_WORK REQUIRED_:
Render every line of the listing below as a numbered list, leaving out blank lines and the picture.
------ RECORDS SHOWN ------
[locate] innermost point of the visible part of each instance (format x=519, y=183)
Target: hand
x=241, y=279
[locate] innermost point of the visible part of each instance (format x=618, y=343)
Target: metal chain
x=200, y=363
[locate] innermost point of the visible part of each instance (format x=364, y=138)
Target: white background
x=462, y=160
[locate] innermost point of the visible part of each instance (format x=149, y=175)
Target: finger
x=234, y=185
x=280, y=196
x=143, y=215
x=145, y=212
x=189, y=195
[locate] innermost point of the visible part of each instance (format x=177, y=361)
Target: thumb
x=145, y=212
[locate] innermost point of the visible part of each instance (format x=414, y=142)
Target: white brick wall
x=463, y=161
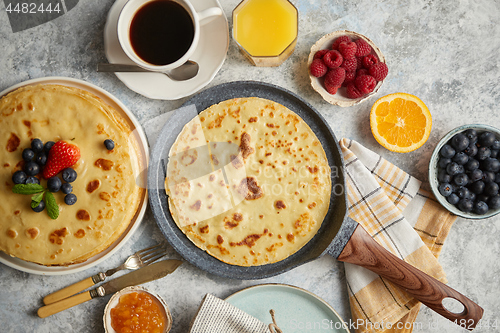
------
_TASK RESULT_:
1. [locate] innermost point of the visible part of each instance (format x=519, y=183)
2. Target: hand
3. x=241, y=279
4. [locate] innermost point of the visible part of each instance (format x=618, y=343)
5. Target: metal chain
6. x=200, y=363
7. [locate] innermost point of the visible part of each instance (format x=364, y=138)
8. Target: white background
9. x=462, y=160
10. [locate] innermost point of the visible part of each instance (format x=149, y=175)
11. Target: finger
12. x=234, y=185
13. x=280, y=196
14. x=143, y=215
15. x=145, y=212
16. x=189, y=195
17. [locate] innermost point of the visible part of each instance (format x=177, y=361)
18. Target: thumb
19. x=145, y=212
20. [locate] innermost point of the visible part of each instance (format x=414, y=142)
21. Target: white brick wall
22. x=463, y=161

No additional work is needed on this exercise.